-- Begin --

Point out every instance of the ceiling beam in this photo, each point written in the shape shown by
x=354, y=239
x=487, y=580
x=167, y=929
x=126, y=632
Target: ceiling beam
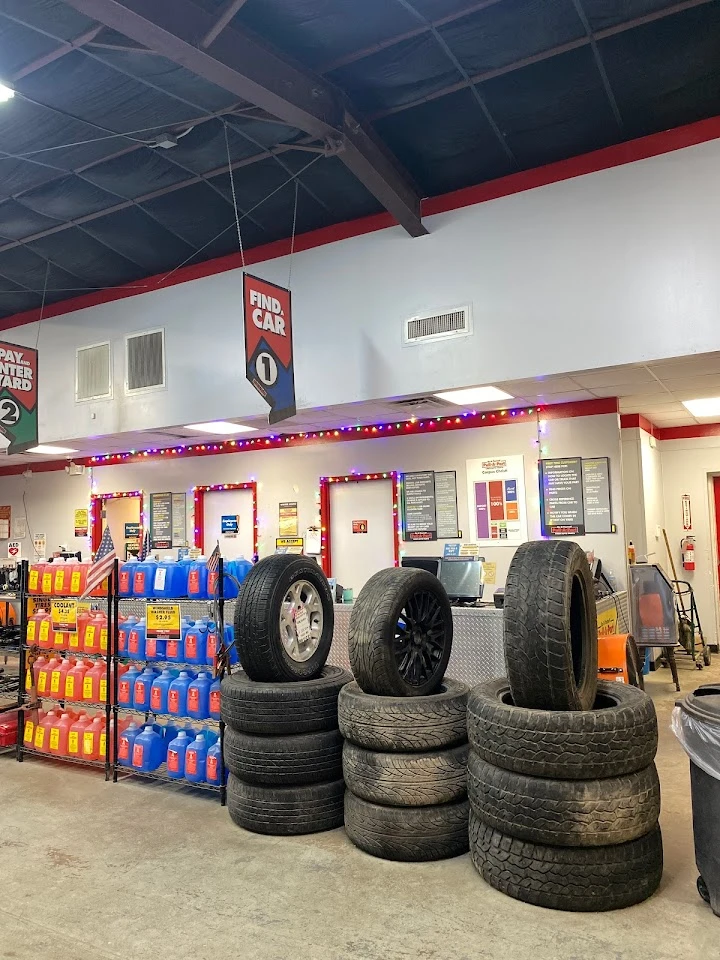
x=243, y=65
x=55, y=54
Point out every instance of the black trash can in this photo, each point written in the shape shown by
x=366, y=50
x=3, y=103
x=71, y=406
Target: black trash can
x=696, y=723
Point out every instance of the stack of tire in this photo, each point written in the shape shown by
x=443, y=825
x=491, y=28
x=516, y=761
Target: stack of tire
x=405, y=727
x=564, y=793
x=282, y=745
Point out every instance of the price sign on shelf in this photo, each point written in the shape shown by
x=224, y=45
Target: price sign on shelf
x=163, y=621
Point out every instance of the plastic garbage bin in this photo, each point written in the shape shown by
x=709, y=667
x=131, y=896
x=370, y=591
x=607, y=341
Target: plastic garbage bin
x=696, y=724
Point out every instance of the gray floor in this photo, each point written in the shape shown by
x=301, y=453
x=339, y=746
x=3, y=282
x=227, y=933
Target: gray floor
x=139, y=871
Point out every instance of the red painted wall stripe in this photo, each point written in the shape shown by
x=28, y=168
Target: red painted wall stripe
x=616, y=155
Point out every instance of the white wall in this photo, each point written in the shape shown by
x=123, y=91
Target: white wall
x=631, y=252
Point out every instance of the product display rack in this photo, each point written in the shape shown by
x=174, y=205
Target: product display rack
x=137, y=605
x=23, y=699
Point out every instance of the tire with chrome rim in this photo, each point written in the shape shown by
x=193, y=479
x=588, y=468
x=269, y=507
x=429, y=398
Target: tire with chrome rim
x=284, y=620
x=400, y=634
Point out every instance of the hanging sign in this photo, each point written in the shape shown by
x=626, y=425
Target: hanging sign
x=81, y=522
x=268, y=345
x=18, y=398
x=687, y=518
x=163, y=621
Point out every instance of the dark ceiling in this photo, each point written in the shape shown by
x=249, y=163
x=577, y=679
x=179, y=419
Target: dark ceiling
x=458, y=92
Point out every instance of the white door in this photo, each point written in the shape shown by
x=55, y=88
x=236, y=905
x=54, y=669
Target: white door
x=229, y=503
x=362, y=506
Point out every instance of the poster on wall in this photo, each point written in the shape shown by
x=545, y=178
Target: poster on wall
x=18, y=398
x=161, y=521
x=496, y=501
x=269, y=362
x=562, y=512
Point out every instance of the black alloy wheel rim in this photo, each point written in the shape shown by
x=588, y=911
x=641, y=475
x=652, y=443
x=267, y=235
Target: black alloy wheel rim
x=420, y=638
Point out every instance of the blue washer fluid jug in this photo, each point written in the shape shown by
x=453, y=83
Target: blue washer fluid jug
x=196, y=760
x=148, y=752
x=177, y=694
x=176, y=755
x=199, y=697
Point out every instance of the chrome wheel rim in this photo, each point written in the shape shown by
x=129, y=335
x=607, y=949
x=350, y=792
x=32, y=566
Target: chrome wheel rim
x=301, y=621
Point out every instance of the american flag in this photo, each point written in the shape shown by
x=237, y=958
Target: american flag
x=214, y=559
x=102, y=565
x=145, y=547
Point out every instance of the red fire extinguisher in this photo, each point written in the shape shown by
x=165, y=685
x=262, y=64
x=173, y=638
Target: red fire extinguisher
x=687, y=545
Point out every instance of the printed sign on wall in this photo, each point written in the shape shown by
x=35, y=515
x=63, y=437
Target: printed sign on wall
x=496, y=501
x=18, y=398
x=268, y=345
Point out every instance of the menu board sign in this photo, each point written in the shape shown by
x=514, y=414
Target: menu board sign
x=419, y=506
x=562, y=497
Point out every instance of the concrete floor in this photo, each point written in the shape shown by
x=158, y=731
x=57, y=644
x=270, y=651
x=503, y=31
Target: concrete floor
x=150, y=872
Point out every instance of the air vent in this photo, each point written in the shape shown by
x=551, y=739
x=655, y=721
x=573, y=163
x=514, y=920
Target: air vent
x=92, y=373
x=145, y=361
x=455, y=322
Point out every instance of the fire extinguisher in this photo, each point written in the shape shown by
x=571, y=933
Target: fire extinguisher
x=687, y=545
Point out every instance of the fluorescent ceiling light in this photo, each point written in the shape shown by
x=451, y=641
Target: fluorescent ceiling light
x=219, y=426
x=45, y=448
x=707, y=407
x=474, y=395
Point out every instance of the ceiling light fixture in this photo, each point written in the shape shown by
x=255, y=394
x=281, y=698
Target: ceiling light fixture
x=471, y=396
x=219, y=426
x=47, y=448
x=707, y=407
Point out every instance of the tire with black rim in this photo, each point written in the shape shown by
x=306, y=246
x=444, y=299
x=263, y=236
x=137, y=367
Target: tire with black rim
x=400, y=634
x=550, y=627
x=285, y=811
x=282, y=708
x=404, y=724
x=580, y=879
x=407, y=833
x=618, y=736
x=284, y=620
x=565, y=813
x=302, y=758
x=406, y=779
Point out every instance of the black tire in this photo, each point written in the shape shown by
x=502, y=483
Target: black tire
x=580, y=879
x=283, y=811
x=400, y=634
x=413, y=834
x=258, y=634
x=550, y=627
x=565, y=813
x=279, y=708
x=404, y=724
x=300, y=759
x=406, y=779
x=618, y=737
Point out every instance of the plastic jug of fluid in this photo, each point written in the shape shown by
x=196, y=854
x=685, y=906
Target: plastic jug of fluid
x=196, y=760
x=197, y=579
x=123, y=634
x=196, y=642
x=147, y=752
x=143, y=688
x=126, y=741
x=213, y=765
x=126, y=686
x=136, y=641
x=126, y=578
x=198, y=703
x=177, y=694
x=176, y=755
x=159, y=692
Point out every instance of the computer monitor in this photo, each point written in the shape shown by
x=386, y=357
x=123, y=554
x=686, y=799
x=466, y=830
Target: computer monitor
x=431, y=564
x=462, y=579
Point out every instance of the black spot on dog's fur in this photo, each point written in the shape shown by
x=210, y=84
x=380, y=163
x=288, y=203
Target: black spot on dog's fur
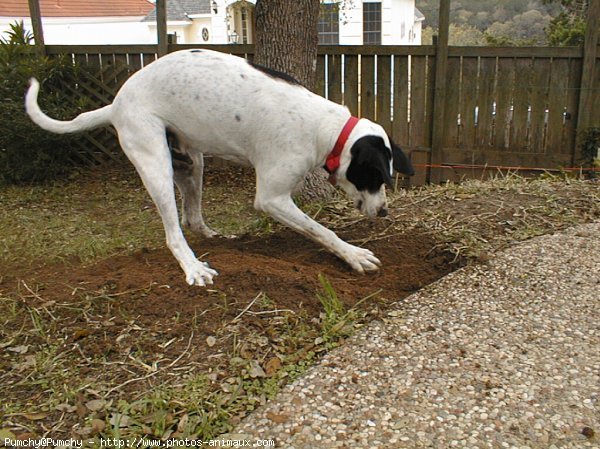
x=275, y=74
x=180, y=160
x=370, y=164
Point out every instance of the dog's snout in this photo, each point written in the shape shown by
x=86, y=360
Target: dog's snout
x=382, y=212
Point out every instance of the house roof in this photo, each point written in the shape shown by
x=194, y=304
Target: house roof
x=181, y=9
x=419, y=15
x=77, y=8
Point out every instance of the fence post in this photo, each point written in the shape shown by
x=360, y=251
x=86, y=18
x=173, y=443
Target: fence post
x=36, y=23
x=590, y=53
x=439, y=92
x=161, y=27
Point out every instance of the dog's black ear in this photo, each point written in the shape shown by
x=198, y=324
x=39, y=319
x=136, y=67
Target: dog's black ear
x=370, y=164
x=401, y=163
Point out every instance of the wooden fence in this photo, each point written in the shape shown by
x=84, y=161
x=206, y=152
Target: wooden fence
x=509, y=107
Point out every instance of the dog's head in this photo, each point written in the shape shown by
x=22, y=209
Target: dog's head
x=367, y=167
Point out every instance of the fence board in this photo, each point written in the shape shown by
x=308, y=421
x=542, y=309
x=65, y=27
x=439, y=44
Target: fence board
x=539, y=95
x=485, y=103
x=367, y=87
x=520, y=120
x=429, y=101
x=351, y=92
x=334, y=78
x=418, y=101
x=510, y=88
x=557, y=101
x=468, y=102
x=384, y=85
x=450, y=126
x=504, y=102
x=319, y=87
x=401, y=85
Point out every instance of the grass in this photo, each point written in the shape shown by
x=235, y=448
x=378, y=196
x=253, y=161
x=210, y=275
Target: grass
x=54, y=388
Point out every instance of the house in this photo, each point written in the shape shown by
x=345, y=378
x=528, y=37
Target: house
x=84, y=21
x=345, y=22
x=349, y=22
x=368, y=22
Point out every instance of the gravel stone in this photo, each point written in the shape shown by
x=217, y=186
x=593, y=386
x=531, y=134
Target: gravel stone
x=498, y=355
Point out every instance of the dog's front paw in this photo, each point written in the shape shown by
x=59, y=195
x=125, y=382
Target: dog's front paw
x=361, y=259
x=200, y=274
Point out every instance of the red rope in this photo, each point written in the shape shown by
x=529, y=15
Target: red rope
x=502, y=167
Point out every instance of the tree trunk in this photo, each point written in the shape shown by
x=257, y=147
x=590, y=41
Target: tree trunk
x=286, y=41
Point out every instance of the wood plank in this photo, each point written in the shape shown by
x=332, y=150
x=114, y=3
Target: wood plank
x=539, y=96
x=441, y=77
x=468, y=102
x=400, y=128
x=504, y=103
x=522, y=90
x=122, y=70
x=595, y=112
x=485, y=102
x=334, y=78
x=459, y=156
x=320, y=76
x=161, y=27
x=418, y=100
x=397, y=50
x=588, y=76
x=36, y=23
x=575, y=67
x=135, y=61
x=451, y=130
x=148, y=58
x=516, y=52
x=383, y=113
x=429, y=101
x=420, y=159
x=351, y=83
x=557, y=103
x=367, y=87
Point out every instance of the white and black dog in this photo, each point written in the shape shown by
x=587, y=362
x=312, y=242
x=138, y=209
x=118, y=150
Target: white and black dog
x=199, y=101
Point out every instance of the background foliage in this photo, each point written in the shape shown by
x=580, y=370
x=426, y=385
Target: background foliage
x=510, y=22
x=27, y=153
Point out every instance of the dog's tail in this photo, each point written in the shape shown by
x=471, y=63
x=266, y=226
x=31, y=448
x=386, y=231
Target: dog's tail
x=85, y=121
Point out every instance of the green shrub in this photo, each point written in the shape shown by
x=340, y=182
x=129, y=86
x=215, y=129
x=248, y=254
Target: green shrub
x=28, y=153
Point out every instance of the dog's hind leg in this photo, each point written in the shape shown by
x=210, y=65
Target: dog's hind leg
x=147, y=148
x=188, y=170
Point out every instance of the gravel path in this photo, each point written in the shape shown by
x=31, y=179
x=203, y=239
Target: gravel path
x=502, y=355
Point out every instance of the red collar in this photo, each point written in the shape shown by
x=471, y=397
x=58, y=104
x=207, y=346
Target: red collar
x=332, y=162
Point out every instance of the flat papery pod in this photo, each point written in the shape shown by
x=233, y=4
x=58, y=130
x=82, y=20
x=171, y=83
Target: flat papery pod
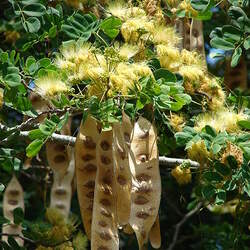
x=61, y=191
x=121, y=135
x=13, y=198
x=86, y=166
x=155, y=234
x=196, y=37
x=146, y=181
x=128, y=229
x=58, y=155
x=104, y=231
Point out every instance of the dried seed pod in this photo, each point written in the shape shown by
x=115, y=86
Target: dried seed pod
x=196, y=37
x=121, y=133
x=104, y=232
x=146, y=181
x=128, y=229
x=13, y=198
x=58, y=155
x=155, y=234
x=86, y=166
x=61, y=191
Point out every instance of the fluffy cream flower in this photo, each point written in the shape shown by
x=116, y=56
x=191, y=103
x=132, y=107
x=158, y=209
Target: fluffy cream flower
x=50, y=86
x=221, y=120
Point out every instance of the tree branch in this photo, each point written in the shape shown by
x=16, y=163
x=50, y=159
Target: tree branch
x=180, y=223
x=19, y=236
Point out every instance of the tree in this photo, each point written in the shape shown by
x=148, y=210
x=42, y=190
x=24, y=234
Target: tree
x=92, y=92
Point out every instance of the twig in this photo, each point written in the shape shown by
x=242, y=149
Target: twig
x=70, y=140
x=19, y=236
x=180, y=223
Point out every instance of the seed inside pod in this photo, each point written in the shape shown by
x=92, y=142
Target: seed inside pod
x=105, y=236
x=60, y=206
x=89, y=184
x=14, y=192
x=126, y=137
x=143, y=190
x=102, y=248
x=90, y=167
x=105, y=160
x=59, y=158
x=60, y=191
x=142, y=215
x=105, y=202
x=13, y=202
x=102, y=223
x=141, y=200
x=107, y=179
x=105, y=145
x=121, y=180
x=88, y=157
x=144, y=136
x=90, y=194
x=142, y=158
x=143, y=177
x=106, y=213
x=89, y=143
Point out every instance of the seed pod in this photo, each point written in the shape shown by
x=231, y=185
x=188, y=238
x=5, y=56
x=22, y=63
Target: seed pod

-- End --

**DO THIS:** Copy out the lines starting at the one containing "Point out every instance of the concrete" and ending at the one containing "x=150, y=872", swapping "concrete" for "cement" and changing nothing else.

**EXERCISE RESPONSE:**
Point out every instance of the cement floor in this photo, each point written in the shape shown by
x=158, y=731
x=57, y=644
x=270, y=651
x=503, y=31
Target: cement floor
x=150, y=872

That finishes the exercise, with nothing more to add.